Oh yeah, and if you check out the velocity chart above, you’ll see that Romano’s average fastball (96.1) is the 11th-highest in all of baseball.

He has stuff, but Romano is still a work in progress. His ceiling may be “#3 starter” but there is no question that he has earned his way into the conversation.

Tyler Mahle
Did you see Mahle’s big league debut last weekend? He ended up allowing 3 runs in five innings, but looked more poised than a 22 year-old rookie has any right to look. Of note, Mahle did walk four batters, and control has been a huge problem for almost all of these young pitchers. But I’m not worried about Mahle.

You see, Mahle has better command than nearly anyone else in the organization. Check out his minor league numbers.

Dayton (Low-A, 2015): 2.43 ERA, 135 strikeouts, 25 walks, 152 IP.
Daytona (High-A, 2016): 2.50 ERA, 76 strikeouts, 17 walks, 79.1 IP.
Pensacola (Double-A, 2016): 4.92 ERA, 65 strikeouts, 20 walks, 71.1 IP.
Pensacola (Double-A, 2017): 1.59 ERA, 87 strikeouts, 17 walks, 85 IP.
Louisville (Triple-A, 2017): 2.73 ERA, 51 strikeouts, 13 walks, 59.1 IP.

This is actually why I’m so high on both Castillo and Mahle. Those guys threw more strikes in the minors than any of their peers in this group. Sure, they’ve been a little inconsistent so far on the big league level in terms of throwing strikes. That’s what young pitchers do. I’m hopeful they’ll figure it out.

Mahle has shot up from Low-A to the big leagues in two years, based strictly on the fact that he’s been pretty well dominant every step of the way. I wouldn’t be surprised if he never went back to the minor leagues.

Robert Stephenson
He may be the most frustrating of all the pitchers in the group, but I mentioned on twitter recently that even Stephenson seemed to be making progress. Until I read this piece by Lance McAlister, however, I didn’t realize how good he’d been in August. In four appearances (three starts), Stephenson is 2-0 with a 1.96 ERA and he’s holding opposing batters to a slash line of .182/.304/.258.

Sure, he’s still desperately trying to master the command of all his pitches — he’s walked 10 and struck out 21 in 18.1 innings this month — and the improvement we’ve seen has been in a tiny sample size. But I think it’s incontrovertible that we’ve seen some progress from Stephenson since he returned from the minor leagues (after an order from the Reds to throw strikes…or else). And here’s another fact: Stephenson has the best stuff of any of these guys. When he’s throwing strikes, he’s unhittable.

The best thing about these four guys: their ages.

Luis Castillo: 24
Robert Stephenson: 24
Sal Romano: 23
Tyler Mahle: 22

And let’s keep going…

Cody Reed: 24
Amir Garrett: 25
Rookie Davis: 24
Brandon Finnegan: 24
(Anthony DeSclafani: 27)

And what about the relievers?

Michael Lorenzen: 25
Ariel Hernandez: 25
Wandy Peralta: 25
(Raisel Iglesias: 27)

That’s a lot of young pitching with a ton of talent. Some of them have to work out, right?

### Exercise material
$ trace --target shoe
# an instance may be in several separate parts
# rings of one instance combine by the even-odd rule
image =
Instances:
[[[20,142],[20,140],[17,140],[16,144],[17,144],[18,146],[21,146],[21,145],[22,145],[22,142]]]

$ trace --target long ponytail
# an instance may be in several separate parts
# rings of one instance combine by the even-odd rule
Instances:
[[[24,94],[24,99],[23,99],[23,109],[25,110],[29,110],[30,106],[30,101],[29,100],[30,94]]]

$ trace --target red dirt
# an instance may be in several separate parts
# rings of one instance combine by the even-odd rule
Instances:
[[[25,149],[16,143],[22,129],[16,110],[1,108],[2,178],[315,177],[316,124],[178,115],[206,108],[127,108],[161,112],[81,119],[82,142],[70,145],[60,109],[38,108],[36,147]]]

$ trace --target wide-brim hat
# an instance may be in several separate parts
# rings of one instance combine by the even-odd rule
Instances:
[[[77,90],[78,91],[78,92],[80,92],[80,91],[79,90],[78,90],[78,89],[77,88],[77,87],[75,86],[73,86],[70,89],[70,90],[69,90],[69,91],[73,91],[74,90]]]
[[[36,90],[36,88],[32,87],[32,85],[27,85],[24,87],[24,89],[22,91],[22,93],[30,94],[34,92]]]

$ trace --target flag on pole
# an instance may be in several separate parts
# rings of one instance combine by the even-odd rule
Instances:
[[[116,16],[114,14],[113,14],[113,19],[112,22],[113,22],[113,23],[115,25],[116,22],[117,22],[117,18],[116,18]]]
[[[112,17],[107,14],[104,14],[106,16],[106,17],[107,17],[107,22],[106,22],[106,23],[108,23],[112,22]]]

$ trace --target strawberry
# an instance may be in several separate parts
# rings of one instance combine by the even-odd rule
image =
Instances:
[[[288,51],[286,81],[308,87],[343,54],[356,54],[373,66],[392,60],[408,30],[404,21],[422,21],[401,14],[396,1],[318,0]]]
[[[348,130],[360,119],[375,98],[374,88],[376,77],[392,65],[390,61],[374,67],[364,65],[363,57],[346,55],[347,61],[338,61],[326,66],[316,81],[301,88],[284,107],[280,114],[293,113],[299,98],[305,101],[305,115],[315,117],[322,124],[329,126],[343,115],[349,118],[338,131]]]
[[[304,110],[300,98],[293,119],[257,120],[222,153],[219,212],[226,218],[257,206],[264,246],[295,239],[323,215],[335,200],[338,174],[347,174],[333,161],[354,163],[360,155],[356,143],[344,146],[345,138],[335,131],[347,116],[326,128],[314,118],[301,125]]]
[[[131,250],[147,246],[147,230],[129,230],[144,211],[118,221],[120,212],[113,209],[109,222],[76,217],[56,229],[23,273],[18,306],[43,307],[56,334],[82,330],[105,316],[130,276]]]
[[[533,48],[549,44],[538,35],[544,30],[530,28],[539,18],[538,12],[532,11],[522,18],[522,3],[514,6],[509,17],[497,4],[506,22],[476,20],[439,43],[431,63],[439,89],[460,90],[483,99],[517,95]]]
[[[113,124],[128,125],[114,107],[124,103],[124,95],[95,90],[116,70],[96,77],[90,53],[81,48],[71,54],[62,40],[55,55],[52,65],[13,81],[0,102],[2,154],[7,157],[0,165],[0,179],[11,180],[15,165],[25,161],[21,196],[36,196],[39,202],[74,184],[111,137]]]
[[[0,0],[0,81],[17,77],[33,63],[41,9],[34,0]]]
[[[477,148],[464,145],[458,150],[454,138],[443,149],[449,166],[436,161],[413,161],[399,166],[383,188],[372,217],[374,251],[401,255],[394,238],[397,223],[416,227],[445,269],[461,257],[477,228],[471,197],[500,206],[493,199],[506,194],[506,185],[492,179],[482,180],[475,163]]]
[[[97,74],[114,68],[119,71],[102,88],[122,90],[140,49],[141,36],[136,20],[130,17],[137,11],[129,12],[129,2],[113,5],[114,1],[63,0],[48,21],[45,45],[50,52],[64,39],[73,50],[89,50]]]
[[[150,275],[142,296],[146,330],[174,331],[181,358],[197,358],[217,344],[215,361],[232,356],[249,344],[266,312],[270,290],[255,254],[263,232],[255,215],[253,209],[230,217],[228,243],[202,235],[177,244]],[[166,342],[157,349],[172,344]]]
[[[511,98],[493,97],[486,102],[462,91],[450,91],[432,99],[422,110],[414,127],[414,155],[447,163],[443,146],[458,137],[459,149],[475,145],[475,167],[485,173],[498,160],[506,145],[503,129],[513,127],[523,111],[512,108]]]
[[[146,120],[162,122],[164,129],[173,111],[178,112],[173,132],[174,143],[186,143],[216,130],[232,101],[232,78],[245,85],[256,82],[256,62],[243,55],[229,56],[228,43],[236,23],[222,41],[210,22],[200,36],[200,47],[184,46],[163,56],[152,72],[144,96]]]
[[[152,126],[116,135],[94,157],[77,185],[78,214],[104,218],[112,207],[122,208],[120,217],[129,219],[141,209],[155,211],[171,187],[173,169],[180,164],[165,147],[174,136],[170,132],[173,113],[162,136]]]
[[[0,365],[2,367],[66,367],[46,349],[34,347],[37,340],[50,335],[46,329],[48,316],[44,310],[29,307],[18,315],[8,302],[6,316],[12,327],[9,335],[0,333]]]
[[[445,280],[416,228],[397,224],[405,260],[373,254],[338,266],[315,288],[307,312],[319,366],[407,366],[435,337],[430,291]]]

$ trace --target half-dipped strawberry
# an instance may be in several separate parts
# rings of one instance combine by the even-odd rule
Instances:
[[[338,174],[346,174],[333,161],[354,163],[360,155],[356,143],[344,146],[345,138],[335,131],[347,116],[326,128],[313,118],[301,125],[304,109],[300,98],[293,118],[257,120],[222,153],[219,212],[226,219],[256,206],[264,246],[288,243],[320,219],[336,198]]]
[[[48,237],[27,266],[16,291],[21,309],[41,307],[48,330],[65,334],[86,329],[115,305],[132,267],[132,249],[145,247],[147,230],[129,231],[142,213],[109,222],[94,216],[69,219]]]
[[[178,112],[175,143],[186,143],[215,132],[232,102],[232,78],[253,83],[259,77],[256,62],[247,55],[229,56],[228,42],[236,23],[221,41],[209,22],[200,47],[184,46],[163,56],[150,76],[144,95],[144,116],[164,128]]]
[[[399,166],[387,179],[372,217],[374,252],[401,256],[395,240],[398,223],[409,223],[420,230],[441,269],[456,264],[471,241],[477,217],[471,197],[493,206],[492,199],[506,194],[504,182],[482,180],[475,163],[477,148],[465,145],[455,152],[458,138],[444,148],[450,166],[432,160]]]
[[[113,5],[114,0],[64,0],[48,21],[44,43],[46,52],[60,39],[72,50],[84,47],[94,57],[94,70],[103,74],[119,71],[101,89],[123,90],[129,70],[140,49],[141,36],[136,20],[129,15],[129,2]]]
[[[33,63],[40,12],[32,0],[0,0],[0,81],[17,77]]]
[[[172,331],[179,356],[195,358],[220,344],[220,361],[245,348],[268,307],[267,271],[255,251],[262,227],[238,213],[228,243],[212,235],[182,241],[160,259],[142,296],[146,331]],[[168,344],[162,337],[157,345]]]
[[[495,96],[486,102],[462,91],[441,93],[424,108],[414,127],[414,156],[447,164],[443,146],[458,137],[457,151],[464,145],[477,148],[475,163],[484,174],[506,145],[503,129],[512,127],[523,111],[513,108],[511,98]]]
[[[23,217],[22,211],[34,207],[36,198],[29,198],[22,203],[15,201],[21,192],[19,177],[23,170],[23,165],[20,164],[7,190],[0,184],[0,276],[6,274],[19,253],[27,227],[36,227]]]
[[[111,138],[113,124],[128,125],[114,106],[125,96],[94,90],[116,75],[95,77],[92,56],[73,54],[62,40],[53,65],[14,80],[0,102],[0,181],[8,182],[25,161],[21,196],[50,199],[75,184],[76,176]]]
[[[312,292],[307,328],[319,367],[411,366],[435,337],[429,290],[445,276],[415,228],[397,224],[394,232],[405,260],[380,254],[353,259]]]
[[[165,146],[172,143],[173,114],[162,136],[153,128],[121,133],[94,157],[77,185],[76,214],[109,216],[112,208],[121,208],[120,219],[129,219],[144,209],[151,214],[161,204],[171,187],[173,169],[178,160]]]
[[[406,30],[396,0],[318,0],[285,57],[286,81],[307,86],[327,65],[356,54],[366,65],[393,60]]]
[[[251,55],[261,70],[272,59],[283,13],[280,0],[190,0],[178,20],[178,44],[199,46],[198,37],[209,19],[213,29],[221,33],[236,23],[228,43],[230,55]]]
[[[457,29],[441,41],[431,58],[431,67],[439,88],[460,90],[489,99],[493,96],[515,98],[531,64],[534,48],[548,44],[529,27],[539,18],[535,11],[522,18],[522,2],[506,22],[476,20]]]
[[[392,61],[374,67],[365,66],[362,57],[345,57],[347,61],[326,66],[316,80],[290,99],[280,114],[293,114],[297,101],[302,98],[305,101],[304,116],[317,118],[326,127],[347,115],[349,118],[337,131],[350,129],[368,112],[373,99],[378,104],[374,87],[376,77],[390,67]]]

### Problems to solve
1. From the article on young pitchers, list every name that appears after the line "And what about the relievers?" with the age shown for each.
2. Locate each line of the records containing the string "target" and copy those lines out.

### Task answers
1.
Michael Lorenzen: 25
Ariel Hernandez: 25
Wandy Peralta: 25
Raisel Iglesias: 27

2.
$ trace --target shoe
$ trace --target long ponytail
$ trace --target red dirt
$ trace --target wide-brim hat
$ trace --target flag on pole
$ trace --target strawberry
$ trace --target half-dipped strawberry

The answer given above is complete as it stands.